> _Provided passage_:
#####
Github Link: https://github.com/kkemwal1998/LeetSQL

Objective:

The following repository contains SQL solutions to the top 10 LeetCode questions, optimized for efficient space and time complexity.

1) Game Play Analysis-IV

Table: Activity

+--------------+---------+
| Column Name | Type |
+--------------+---------+
| player_id | int |
| device_id | int |
| event_date | date |
| games_played | int |
+--------------+---------+
(player_id, event_date) is the primary key (combination of columns with unique values) of this table.
This table shows the activity of players of some games.
Each row is a record of a player who logged in and played a number of games (possibly 0) before logging out on someday using some device.


Write a solution to report the fraction of players that logged in again on the day after the day they first logged in, rounded to 2 decimal places. In other words, you need to count the number of players that logged in for at least two consecutive days starting from their first login date, then divide that number by the total number of players.

The result format is in the following example.

Query:
select ROUND(count(distinct A2.player_id)/count(distinct A1.player_id)::numeric,2) as fraction from
Activity as A1
Left JOIN
(select player_id
from
(select player_id,max(event_date) as F,min(event_date) as P
from
Activity
group by player_id)
where
Extract(day from F)-Extract(day from P)=1
and
Extract(month from F)-Extract(month from P)=0) as A2
ON
A1.player_id = A2.player_id
;


2) Managers with at least 5 direct reports:-

Table: Employee

+-------------+---------+
| Column Name | Type |
+-------------+---------+
| id | int |
| name | varchar |
| department | varchar |
| managerId | int |
+-------------+---------+
id is the primary key (column with unique values) for this table.
#####
> _Problems and tasks_:
1/ Repeat the LeetCode SQL excerpt from "This table shows" up to and including "number of players.".
2/ In the LeetCode SQL excerpt, what is the primary key of the Activity table?
3/ Does each statement agree with the LeetCode SQL excerpt? Answer yes or no and quote the deciding words. (a) The repository holds solutions to the top 10 LeetCode questions. (b) The Game Play Analysis-IV fraction is rounded to 3 decimal places. (c) In the Employee table, managerId has the type varchar.
#####
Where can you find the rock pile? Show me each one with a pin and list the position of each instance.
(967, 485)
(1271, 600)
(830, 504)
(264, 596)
#####
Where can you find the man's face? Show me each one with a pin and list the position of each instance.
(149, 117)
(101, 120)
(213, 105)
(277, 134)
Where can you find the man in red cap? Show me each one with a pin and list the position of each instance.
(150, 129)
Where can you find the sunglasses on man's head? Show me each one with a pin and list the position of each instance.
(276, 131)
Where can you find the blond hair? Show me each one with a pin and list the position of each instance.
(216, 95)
#####
> _Written responses_:
1/
This table shows the activity of players of some games.
Each row is a record of a player who logged in and played a number of games (possibly 0) before logging out on someday using some device.


Write a solution to report the fraction of players that logged in again on the day after the day they first logged in, rounded to 2 decimal places. In other words, you need to count the number of players that logged in for at least two consecutive days starting from their first login date, then divide that number by the total number of players.

2/ The combination of player_id and event_date.

3/
(a) Yes: "SQL solutions to the top 10 LeetCode questions"
(b) No: "rounded to 2 decimal places"
(c) No: "| managerId | int |"